## [REQUESTS]
1. According to the article, how many troops does Russia have?
2. Reproduce the passage of the article from "War is an ancient" up to and including "attack on Ukraine?".
3. Summarize the article in three sentences.

## [ARTICLE]
================================
War is an ancient social phenomenon. The tribal wars that preceded the state wars of class societies prove this. With the emergence of class societies, war gained new characteristics beyond defense or the struggle for natural resources. And in capitalist society, it becomes even more complex. The current conflict between Russia and Ukraine shows the complexity of this phenomenon in its modern form. One of the novelties of modern warfare is the need for justification and convincing the population, which generates the proliferation of discourses and, complementarily, the need to delegitimize the actions of war of the adversaries. The Russian action is accused of being “gratuitous,” “irrational,” etc. But what is really behind Russia’s attack on Ukraine?
The discourse that goes beyond clichés and manichaeism points to the geopolitical issue and the strategic place that Ukraine has for the Russians, as well as NATO’s advance in the region. NATO has been gradually advancing in the region and seeks Ukraine’s membership, the last frontier to reach Russia. The latter, in turn, aims to maintain its security by preventing the enemy from settling in its neighbor’s house. To avoid conflict, all that was needed was for NATO and Ukraine to withdraw from membership. This did not happen. However, Russia is not just any country. Besides its size and natural resources, its culture and traditions, it is important for world capitalism, as well as being a military power. If it is no longer the Soviet Union, the superpower, it is still an economic and, even more, a military force. NATO has 2,000 tanks in Europe and Russia has 20,000. Germany has 65,000 troops and Russia has one million. These few examples, plus the nuclear arsenal, make clear Russia’s military strength and the danger in wanting to confront it. Vladimir Putin, on his turn, is a determined president and strategist, which makes the situation even more difficult for his adversaries. In addition, Russia, besides having some small allies, especially in the region, has shrewdly used a policy to soften or neutralize some countries and, especially, is approaching China, which is a potential ally, not only with great military strength, but an economic power that competes with the United States for the first place worldwide. The economic sanctions affect Russia, but not in the way one would like and they, in many cases, negatively affect the very countries that impose them. If it were just another small country subjected to yet another US invasion, such sanctions would be far more effective, but this is not the case.
In this context, threatening Russia is a bit senseless. Of course, there are several determinations for this. One of these determinations is the need for the expansion of war capital (or “war industry”). NATO is one of the main consumers of arms in the world, and its expansion means consumption of armaments. The threat of war, in turn, justifies and encourages the purchase of armaments. Germany has already announced “massive defense spending”, reaching 2% of GDP [Gross Domestic Product] after the outbreak of the conflict. War capital, like every capitalist company, needs profit, and for this it needs to sell, because this is the only way it can accumulate capital. However, war capital has a specific consumer market. National states are the main buyers of weapons, followed by opposing sectors (guerrillas, separatists, etc.). The civilian population is a small sector of its consumer market, being somewhat larger in the United States, where the use of weapons by civilians is permitted, but in other countries, where it is prohibited, it is very restricted. Criminals and gangs are other consumers, although often of “second hand” weapons. States arm their internal (police apparatus) and external (army) repressive apparatus. In times of war the massive destruction of weapons generates the need for expanded renewal of their consumption. Thus, the expanded reproduction of war capital is one of the determinations of the conflict between Russia and Ukraine.
================================
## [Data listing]
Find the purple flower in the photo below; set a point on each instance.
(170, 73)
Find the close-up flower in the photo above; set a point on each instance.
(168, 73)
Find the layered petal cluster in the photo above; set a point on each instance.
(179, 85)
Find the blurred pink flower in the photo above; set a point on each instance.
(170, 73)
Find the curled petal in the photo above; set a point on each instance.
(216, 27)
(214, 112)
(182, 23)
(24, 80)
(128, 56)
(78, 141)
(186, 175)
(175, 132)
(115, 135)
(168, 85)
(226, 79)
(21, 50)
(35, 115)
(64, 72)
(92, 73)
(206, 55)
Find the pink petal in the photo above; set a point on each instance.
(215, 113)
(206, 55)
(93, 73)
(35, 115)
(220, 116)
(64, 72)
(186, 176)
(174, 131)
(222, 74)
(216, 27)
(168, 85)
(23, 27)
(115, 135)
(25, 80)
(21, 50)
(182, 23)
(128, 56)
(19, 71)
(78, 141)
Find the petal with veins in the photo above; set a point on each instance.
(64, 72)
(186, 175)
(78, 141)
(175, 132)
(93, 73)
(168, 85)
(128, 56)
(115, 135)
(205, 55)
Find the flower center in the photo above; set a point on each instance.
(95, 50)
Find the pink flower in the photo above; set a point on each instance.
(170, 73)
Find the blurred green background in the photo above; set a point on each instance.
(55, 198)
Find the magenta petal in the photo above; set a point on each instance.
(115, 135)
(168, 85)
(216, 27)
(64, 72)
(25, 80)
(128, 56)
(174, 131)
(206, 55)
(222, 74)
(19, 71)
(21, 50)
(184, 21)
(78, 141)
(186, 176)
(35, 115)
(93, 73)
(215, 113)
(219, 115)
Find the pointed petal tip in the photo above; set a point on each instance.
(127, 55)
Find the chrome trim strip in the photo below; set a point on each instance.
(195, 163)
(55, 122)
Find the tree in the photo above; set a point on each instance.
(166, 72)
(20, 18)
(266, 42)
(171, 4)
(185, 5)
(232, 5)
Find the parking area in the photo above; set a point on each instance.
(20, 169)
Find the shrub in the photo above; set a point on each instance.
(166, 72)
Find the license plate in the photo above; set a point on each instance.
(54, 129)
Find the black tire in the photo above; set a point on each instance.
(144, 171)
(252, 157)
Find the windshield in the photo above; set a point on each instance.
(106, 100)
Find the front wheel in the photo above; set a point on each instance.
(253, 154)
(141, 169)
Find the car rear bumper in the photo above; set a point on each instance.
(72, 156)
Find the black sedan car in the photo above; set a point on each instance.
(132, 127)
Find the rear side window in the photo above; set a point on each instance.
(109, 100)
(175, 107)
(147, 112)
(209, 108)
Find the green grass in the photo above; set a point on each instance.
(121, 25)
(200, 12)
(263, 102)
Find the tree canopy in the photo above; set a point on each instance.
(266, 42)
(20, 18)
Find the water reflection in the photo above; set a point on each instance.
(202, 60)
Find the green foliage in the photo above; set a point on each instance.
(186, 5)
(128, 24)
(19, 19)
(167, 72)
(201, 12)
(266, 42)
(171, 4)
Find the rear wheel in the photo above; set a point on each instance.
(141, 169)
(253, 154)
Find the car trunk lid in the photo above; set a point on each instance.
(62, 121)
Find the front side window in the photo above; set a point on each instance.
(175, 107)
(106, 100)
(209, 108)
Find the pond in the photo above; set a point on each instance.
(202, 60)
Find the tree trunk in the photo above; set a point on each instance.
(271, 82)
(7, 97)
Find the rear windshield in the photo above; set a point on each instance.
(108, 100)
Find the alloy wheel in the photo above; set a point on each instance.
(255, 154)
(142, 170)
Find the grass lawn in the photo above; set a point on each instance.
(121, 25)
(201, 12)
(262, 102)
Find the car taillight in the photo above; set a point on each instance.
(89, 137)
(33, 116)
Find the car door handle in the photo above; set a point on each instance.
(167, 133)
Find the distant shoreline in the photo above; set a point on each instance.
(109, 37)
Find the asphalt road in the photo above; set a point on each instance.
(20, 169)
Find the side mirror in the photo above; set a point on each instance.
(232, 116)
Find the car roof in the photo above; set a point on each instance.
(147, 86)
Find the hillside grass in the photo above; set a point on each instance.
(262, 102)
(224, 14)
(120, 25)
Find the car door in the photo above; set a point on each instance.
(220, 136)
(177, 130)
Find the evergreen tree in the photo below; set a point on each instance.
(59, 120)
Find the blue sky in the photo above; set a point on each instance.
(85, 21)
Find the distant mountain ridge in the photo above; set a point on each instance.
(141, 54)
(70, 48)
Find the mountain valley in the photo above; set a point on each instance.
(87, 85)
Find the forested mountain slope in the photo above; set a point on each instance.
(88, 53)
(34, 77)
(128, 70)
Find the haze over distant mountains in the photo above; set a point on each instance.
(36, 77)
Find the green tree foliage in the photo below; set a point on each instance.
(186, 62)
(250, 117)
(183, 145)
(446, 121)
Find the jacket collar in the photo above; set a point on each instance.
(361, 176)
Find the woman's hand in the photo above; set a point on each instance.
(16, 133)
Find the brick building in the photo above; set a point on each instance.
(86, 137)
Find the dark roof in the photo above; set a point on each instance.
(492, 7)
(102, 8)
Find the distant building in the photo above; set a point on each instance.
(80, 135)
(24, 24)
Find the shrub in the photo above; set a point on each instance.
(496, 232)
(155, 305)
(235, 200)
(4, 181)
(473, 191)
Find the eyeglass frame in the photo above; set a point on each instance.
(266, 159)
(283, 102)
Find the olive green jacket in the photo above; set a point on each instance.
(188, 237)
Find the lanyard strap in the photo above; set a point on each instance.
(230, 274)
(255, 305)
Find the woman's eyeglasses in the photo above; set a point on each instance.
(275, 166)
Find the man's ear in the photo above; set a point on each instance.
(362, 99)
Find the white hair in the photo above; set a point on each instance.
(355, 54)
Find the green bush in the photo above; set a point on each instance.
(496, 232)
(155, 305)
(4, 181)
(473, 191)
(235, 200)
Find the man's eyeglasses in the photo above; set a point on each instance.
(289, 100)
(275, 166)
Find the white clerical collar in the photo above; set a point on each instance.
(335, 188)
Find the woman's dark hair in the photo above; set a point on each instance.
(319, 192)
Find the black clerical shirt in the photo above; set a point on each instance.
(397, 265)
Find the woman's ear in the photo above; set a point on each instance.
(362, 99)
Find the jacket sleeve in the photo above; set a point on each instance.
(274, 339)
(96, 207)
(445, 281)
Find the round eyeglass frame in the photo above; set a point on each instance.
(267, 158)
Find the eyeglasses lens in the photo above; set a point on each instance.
================================
## [SOLVED PROBLEMS]
1. Russia has one million troops.

2.
War is an ancient social phenomenon. The tribal wars that preceded the state wars of class societies prove this. With the emergence of class societies, war gained new characteristics beyond defense or the struggle for natural resources. And in capitalist society, it becomes even more complex. The current conflict between Russia and Ukraine shows the complexity of this phenomenon in its modern form. One of the novelties of modern warfare is the need for justification and convincing the population, which generates the proliferation of discourses and, complementarily, the need to delegitimize the actions of war of the adversaries. The Russian action is accused of being “gratuitous,” “irrational,” etc. But what is really behind Russia’s attack on Ukraine?

3. The article argues that modern war needs justification, and it says that Russia's attack on Ukraine is explained by Ukraine's strategic place for Russia and by NATO's advance in the region. It says that Russia's military and economic strength, its approach to China and the limited effect of sanctions make threatening it a bit senseless. It names the expanded reproduction of war capital, which needs to sell weapons mainly to states, as one of the determinations of the conflict.